• **To be done**:
Copy out the dharma talk page on mind and reality word for word, from top to bottom.

Mind and Reality: Two Monks Roll Up the Blinds

 
window blinds: open to reality

Study the Zen koan, Case 26, Two Monks Roll Up the Blinds taken from the Gateless Gate (aka Wumen’s Barrier).

When we practice working with our minds, we quickly discover the immense impacts our thoughts have on our lived reality. And when we look at this using a Buddhist framework, we come to understand the relationship between mind and reality even more profoundly: that reality itself is really just the minds’ projection.

In this dharma talk, Zuisei draws on the power of the classical Buddhist teachings to help us understand the truth of the saying: “The three worlds (reality) are nothing but mind.”

This talk was given by Zuisei Goddard.

This transcript is based on Zuisei's talk notes and may differ slightly from the final talk.

 Gateless Gate, Case 26: Two Monks Roll Up the Blinds

The Main Case
The monks gathered in the hall to hear the Great Fayan Wenyi give a discourse before the midday meal. Fayan pointed to the bamboo blinds. At this two monks went to the blinds and rolled them up alike. Fayan said, “One has it, the other has not.”

• **Dataset content**:
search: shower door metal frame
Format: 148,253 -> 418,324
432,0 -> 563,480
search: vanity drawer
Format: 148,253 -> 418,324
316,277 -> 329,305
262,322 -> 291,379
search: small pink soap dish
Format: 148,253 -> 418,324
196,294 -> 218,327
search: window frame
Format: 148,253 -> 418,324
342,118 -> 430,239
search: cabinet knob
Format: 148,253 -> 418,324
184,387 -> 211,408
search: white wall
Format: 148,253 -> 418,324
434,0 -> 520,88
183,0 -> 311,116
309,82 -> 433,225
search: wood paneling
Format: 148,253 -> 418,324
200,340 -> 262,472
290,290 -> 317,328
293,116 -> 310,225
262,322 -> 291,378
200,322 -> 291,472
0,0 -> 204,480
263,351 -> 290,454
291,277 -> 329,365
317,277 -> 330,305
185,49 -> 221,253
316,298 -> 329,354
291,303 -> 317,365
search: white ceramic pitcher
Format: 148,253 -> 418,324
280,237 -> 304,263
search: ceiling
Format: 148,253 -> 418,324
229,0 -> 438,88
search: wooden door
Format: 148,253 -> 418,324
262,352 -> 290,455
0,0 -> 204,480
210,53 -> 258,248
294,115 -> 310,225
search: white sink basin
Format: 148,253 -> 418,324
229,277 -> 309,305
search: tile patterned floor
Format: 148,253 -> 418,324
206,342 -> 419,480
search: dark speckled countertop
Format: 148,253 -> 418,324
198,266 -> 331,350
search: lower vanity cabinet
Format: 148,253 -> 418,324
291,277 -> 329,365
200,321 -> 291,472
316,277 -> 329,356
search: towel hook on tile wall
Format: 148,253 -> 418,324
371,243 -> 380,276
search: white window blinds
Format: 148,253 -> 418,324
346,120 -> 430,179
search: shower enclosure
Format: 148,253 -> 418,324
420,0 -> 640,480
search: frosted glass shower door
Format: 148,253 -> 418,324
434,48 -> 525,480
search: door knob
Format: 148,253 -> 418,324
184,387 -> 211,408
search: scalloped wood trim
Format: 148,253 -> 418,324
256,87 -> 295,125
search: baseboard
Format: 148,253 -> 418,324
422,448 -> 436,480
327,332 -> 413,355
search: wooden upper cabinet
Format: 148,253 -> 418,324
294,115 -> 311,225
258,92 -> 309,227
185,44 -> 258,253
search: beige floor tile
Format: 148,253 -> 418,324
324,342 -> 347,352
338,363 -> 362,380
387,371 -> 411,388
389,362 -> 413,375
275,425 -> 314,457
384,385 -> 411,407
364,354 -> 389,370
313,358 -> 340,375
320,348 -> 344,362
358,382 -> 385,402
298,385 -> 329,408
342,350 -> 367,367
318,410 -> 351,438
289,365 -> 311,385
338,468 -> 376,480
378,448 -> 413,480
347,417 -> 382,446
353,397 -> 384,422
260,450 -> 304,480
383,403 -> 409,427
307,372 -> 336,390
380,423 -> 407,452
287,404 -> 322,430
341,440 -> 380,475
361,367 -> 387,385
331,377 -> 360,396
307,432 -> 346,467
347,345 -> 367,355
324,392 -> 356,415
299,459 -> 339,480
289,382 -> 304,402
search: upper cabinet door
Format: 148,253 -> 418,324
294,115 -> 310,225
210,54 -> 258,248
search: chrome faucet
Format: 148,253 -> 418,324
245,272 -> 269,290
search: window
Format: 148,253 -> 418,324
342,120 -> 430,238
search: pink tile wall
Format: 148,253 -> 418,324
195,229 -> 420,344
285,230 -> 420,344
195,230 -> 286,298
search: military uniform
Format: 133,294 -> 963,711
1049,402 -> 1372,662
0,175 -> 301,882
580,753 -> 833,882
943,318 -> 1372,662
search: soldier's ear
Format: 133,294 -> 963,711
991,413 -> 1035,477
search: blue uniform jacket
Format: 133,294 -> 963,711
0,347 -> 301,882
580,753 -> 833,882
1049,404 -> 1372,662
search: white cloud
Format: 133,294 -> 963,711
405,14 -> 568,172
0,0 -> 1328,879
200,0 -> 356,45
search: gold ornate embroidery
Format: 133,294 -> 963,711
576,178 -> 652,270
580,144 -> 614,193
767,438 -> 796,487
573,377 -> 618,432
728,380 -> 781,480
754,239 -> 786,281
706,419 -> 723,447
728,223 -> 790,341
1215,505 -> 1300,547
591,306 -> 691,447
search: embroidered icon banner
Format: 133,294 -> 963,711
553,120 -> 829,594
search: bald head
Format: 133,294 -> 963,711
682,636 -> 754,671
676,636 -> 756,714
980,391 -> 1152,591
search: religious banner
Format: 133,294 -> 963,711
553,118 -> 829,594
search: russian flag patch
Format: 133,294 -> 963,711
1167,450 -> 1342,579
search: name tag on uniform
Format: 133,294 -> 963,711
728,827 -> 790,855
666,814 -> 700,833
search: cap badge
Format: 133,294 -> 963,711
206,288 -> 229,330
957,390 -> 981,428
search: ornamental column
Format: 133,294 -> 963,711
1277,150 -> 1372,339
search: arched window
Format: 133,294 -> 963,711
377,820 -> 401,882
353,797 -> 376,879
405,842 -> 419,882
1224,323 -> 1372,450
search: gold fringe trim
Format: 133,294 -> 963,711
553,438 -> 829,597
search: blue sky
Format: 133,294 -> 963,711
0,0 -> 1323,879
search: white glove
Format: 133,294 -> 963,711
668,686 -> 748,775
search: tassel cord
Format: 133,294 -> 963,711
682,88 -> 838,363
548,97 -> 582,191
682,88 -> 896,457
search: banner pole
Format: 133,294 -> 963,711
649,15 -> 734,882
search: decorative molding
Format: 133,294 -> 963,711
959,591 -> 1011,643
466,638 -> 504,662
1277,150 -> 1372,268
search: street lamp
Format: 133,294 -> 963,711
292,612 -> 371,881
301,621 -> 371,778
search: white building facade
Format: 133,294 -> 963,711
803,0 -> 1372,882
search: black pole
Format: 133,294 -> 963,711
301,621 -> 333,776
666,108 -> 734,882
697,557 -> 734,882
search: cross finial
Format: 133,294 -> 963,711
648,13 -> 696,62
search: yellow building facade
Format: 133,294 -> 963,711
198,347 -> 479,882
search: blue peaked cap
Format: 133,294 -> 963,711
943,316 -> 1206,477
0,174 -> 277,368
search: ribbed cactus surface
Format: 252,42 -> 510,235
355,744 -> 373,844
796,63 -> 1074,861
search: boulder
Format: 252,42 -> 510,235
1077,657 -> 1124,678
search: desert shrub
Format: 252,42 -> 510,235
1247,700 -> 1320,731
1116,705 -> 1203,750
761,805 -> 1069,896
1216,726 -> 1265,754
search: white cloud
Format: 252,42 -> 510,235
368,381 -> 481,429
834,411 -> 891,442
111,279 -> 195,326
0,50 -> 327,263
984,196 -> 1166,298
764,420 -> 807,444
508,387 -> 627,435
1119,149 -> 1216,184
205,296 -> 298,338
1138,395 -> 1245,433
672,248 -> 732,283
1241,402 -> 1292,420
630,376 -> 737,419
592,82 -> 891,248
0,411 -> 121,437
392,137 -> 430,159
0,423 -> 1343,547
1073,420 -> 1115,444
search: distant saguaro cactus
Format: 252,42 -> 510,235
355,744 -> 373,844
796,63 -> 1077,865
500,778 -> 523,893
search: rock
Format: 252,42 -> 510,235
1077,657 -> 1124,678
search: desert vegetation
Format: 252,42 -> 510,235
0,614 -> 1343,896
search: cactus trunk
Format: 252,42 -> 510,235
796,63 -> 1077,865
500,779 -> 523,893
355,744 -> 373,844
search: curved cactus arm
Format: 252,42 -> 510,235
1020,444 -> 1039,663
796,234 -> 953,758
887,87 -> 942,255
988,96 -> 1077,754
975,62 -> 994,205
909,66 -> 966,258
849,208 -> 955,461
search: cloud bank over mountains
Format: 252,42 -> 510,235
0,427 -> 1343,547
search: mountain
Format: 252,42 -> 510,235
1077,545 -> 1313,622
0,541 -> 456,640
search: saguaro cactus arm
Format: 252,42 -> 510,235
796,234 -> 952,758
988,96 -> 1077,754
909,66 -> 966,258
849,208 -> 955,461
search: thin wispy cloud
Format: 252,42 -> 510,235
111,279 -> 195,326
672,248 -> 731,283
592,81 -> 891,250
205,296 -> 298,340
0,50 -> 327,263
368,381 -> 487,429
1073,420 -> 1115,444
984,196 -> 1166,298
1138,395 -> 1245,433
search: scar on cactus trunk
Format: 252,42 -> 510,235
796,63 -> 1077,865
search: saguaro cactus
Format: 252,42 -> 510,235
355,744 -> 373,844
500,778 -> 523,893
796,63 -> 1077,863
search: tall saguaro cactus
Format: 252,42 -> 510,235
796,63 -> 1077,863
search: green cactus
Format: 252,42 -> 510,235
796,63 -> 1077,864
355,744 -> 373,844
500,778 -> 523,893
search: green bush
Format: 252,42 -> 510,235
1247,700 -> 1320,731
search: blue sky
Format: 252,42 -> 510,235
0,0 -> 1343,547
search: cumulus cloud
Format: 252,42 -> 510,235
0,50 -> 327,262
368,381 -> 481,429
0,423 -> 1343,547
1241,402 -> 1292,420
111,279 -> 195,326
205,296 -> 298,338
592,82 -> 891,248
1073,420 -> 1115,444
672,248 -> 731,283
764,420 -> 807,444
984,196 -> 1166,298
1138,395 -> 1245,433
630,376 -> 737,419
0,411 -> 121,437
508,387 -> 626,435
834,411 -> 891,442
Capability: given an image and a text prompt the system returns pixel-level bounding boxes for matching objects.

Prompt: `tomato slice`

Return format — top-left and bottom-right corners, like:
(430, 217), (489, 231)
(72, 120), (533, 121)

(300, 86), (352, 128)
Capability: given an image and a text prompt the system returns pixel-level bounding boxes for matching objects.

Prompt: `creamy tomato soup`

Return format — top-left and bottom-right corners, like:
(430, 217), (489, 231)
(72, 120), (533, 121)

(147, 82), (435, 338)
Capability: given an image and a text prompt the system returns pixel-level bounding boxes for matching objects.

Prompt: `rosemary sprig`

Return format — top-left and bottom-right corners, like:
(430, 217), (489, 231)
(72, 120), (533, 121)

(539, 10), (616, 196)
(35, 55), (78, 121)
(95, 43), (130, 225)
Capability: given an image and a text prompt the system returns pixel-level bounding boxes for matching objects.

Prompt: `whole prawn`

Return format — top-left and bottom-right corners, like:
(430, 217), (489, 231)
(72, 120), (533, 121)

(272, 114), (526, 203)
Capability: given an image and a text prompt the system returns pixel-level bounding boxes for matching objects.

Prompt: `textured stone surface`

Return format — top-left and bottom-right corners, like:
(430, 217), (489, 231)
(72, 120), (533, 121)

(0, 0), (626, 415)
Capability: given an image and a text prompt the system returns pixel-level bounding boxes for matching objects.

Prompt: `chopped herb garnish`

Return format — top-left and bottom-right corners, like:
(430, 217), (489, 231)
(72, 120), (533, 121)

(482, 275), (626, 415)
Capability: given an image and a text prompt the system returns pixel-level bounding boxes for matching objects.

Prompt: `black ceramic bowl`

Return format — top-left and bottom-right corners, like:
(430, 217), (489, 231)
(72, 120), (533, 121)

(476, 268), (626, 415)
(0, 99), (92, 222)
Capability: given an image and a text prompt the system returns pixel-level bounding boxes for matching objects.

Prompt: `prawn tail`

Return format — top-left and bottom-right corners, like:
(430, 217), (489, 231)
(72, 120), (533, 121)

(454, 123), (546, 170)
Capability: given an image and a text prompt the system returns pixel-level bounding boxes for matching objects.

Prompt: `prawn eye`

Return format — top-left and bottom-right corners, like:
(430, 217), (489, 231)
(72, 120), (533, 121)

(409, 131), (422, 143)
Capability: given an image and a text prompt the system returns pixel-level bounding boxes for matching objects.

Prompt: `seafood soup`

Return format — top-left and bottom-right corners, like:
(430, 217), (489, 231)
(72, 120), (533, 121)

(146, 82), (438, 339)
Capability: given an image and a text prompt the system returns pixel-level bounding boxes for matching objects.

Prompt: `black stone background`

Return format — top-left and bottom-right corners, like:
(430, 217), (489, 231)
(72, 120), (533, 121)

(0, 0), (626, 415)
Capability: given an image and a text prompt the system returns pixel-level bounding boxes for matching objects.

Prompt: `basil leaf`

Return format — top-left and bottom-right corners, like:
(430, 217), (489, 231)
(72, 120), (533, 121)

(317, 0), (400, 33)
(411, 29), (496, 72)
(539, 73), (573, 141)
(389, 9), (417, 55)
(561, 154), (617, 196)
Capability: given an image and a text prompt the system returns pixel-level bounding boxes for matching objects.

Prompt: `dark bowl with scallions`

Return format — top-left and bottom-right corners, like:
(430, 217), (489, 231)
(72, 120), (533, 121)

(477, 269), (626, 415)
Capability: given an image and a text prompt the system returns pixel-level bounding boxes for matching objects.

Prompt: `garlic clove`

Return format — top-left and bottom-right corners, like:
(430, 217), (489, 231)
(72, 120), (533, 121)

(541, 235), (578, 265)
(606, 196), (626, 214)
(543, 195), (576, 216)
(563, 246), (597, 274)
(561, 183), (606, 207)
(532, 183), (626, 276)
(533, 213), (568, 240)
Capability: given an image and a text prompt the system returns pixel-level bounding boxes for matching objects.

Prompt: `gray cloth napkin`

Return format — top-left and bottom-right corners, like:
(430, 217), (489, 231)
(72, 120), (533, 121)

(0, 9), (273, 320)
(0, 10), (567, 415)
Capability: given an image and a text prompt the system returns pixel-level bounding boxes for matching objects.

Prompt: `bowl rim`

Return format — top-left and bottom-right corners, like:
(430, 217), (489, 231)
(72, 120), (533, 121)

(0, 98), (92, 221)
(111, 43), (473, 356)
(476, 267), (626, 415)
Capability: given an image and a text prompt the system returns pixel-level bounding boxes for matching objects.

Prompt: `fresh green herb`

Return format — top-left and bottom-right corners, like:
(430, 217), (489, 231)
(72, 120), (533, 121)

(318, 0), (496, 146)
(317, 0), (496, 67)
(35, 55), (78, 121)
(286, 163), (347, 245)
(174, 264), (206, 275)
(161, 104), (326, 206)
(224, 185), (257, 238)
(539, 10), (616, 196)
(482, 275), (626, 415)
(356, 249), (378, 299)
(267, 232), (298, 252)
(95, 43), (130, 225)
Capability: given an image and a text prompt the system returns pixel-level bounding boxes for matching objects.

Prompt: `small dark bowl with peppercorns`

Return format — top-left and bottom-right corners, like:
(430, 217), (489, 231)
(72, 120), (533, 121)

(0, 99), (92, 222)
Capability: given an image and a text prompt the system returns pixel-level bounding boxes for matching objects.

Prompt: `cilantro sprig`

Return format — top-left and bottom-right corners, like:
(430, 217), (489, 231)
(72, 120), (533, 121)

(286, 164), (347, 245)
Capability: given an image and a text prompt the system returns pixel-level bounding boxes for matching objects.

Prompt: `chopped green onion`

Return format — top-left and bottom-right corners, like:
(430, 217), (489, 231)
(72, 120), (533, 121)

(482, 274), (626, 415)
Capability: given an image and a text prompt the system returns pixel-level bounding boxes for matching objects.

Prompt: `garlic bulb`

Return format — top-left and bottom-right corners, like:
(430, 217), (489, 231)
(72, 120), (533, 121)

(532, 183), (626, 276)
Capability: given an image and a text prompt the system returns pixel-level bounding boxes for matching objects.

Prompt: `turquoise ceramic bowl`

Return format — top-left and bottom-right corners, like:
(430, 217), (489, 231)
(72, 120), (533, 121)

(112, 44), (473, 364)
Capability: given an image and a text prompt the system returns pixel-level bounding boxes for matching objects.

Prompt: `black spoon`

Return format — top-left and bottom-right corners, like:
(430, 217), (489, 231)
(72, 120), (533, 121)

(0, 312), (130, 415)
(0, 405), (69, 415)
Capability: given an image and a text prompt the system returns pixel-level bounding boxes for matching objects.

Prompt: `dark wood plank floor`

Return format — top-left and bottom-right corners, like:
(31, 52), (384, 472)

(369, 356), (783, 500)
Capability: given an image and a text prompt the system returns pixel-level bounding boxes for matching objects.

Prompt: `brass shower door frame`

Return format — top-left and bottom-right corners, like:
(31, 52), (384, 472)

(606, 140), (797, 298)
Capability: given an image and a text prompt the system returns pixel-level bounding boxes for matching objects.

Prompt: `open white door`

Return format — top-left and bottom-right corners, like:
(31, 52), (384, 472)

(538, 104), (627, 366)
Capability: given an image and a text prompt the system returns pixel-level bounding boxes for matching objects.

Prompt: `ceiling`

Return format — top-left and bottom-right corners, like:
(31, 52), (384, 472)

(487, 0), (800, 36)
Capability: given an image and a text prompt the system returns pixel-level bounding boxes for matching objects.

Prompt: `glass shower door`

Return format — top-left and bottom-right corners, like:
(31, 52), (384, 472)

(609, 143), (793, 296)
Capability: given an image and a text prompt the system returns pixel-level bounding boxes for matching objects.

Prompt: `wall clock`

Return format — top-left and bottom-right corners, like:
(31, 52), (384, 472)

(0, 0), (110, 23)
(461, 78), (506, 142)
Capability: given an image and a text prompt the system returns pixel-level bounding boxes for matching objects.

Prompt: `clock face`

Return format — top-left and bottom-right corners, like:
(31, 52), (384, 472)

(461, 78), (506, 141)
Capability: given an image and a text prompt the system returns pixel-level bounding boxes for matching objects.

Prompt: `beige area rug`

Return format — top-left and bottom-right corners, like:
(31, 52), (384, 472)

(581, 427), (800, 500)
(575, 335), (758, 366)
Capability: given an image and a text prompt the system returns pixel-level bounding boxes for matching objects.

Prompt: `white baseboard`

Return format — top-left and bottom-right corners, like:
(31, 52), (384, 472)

• **Problem solution**:
Mind and Reality: Two Monks Roll Up the Blinds

 
window blinds: open to reality

Study the Zen koan, Case 26, Two Monks Roll Up the Blinds taken from the Gateless Gate (aka Wumen’s Barrier).

When we practice working with our minds, we quickly discover the immense impacts our thoughts have on our lived reality. And when we look at this using a Buddhist framework, we come to understand the relationship between mind and reality even more profoundly: that reality itself is really just the minds’ projection.

In this dharma talk, Zuisei draws on the power of the classical Buddhist teachings to help us understand the truth of the saying: “The three worlds (reality) are nothing but mind.”

This talk was given by Zuisei Goddard.

This transcript is based on Zuisei's talk notes and may differ slightly from the final talk.

 Gateless Gate, Case 26: Two Monks Roll Up the Blinds

The Main Case
The monks gathered in the hall to hear the Great Fayan Wenyi give a discourse before the midday meal. Fayan pointed to the bamboo blinds. At this two monks went to the blinds and rolled them up alike. Fayan said, “One has it, the other has not.”